### Supplied information
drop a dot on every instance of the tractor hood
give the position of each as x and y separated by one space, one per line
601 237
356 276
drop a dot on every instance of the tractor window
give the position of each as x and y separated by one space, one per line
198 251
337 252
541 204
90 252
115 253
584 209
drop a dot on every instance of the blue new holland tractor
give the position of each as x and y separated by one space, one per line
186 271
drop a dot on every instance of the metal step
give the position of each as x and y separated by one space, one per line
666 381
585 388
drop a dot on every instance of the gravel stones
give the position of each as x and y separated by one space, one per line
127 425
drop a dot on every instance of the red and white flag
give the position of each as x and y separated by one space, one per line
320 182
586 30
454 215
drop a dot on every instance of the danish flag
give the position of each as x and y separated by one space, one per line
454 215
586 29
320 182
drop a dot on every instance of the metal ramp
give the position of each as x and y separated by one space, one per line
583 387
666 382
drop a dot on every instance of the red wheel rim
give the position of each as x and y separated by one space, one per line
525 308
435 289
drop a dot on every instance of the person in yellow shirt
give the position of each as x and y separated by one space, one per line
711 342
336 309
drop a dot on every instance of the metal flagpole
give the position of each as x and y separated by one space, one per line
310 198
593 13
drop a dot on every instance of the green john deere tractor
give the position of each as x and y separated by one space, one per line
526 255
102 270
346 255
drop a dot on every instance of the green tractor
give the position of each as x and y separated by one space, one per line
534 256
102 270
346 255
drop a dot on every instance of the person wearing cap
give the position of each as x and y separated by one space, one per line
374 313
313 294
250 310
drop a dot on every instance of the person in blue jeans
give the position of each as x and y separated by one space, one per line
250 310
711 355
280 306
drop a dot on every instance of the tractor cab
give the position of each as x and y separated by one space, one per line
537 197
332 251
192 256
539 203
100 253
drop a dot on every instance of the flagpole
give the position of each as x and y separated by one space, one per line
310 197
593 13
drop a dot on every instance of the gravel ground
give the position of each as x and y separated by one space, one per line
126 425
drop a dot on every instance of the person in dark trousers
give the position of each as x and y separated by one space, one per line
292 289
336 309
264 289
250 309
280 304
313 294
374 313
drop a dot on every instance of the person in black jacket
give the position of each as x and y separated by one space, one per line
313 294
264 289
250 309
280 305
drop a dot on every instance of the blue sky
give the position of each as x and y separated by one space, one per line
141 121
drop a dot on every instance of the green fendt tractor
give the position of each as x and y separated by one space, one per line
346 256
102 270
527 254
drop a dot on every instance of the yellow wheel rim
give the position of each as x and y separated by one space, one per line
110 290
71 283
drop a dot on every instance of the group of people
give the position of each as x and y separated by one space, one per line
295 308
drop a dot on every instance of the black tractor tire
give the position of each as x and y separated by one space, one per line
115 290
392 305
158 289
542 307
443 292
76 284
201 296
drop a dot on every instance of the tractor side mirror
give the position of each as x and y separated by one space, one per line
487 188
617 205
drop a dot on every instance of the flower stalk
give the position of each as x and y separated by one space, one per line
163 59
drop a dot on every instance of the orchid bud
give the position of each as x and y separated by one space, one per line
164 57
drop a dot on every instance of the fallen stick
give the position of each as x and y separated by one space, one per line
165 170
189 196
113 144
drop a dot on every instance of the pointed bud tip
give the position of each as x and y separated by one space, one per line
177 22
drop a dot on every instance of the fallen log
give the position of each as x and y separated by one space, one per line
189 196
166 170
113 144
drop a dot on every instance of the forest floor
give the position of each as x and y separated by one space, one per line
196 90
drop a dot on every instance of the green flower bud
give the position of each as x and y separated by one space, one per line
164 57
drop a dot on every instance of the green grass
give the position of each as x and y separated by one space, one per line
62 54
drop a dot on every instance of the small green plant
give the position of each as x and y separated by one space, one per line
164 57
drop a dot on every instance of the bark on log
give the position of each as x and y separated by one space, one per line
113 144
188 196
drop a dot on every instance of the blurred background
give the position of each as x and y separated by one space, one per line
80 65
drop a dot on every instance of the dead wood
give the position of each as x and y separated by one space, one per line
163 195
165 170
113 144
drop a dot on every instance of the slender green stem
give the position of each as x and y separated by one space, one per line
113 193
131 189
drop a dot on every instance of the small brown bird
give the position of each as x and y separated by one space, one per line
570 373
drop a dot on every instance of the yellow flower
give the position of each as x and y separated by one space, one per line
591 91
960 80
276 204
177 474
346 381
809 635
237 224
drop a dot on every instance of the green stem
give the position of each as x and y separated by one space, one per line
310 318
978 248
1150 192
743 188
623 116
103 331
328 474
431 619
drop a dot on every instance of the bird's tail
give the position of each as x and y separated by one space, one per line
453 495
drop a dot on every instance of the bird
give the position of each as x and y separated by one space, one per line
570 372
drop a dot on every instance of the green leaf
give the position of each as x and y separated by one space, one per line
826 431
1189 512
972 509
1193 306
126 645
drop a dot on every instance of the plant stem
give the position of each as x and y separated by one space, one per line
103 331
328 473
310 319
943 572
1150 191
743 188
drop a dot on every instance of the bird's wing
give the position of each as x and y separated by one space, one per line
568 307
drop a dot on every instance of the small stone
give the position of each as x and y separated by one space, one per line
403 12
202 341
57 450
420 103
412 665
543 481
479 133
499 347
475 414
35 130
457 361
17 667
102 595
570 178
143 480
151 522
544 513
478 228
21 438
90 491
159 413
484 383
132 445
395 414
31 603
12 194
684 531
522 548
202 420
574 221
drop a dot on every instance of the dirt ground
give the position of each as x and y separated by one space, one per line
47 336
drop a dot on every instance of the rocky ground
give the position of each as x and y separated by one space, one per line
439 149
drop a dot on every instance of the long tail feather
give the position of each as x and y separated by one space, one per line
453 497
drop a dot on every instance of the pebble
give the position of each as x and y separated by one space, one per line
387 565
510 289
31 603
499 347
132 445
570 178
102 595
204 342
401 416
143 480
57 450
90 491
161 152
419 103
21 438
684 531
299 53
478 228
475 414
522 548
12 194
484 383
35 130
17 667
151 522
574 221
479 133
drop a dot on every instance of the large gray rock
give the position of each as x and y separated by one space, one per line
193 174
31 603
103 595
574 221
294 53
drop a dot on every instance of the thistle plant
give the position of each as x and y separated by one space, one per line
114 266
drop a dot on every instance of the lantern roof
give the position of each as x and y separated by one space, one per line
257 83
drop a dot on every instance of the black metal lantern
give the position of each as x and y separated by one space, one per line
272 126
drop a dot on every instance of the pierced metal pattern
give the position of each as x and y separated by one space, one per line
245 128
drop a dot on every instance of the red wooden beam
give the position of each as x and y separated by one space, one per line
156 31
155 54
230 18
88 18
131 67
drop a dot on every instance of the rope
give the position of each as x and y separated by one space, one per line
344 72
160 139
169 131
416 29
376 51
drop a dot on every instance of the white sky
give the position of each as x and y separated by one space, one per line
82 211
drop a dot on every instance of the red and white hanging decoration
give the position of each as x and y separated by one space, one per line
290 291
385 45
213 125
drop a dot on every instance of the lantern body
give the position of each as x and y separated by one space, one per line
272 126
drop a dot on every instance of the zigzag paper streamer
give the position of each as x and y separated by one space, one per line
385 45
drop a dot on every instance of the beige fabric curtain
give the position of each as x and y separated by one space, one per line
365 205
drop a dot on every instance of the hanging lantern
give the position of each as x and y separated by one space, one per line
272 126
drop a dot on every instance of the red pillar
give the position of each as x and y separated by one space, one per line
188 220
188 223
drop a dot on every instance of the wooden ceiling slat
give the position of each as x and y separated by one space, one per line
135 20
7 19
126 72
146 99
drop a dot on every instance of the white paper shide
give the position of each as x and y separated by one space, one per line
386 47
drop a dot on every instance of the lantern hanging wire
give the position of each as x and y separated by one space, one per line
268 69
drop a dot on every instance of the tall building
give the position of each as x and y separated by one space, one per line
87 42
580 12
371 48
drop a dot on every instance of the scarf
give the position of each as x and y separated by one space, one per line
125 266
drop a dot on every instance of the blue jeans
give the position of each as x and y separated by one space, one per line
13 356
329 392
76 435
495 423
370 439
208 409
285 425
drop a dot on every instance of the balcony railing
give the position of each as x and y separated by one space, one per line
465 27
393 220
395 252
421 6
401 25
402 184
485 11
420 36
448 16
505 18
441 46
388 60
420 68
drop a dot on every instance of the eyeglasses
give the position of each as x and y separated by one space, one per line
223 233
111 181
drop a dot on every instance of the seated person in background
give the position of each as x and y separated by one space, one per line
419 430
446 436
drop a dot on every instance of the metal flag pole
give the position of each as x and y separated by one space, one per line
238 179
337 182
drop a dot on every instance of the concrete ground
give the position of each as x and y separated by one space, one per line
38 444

### Exercise brief
Starting from the line with "drop a dot on every instance of the blue jeans" and ending with the final line of the data, quote every line exactly, both ends included.

### Expected answer
drop a dot on every instance of the blue jeans
give the position of each as x and y separated by one space, one per line
13 356
329 392
76 435
495 423
370 439
208 409
285 425
drop a dot on every instance of the balcony railing
give the position of each as x and y separated by one space, one per line
465 27
393 220
395 252
421 6
401 25
402 184
485 11
420 36
448 16
505 18
441 46
388 60
420 68
drop a dot on every instance of the eyeglasses
give the position of each as x and y separated by one space, one per line
223 233
111 181
drop a dot on every instance of the seated person in background
give the position of each as x and y separated by one space, one per line
419 430
446 436
drop a dot on every instance of the metal flag pole
give the position of each as x and y separated by one space, one per line
238 179
337 182
drop a dot on every instance of the concrete ground
give the position of each as x and y separated by one space, one per line
38 444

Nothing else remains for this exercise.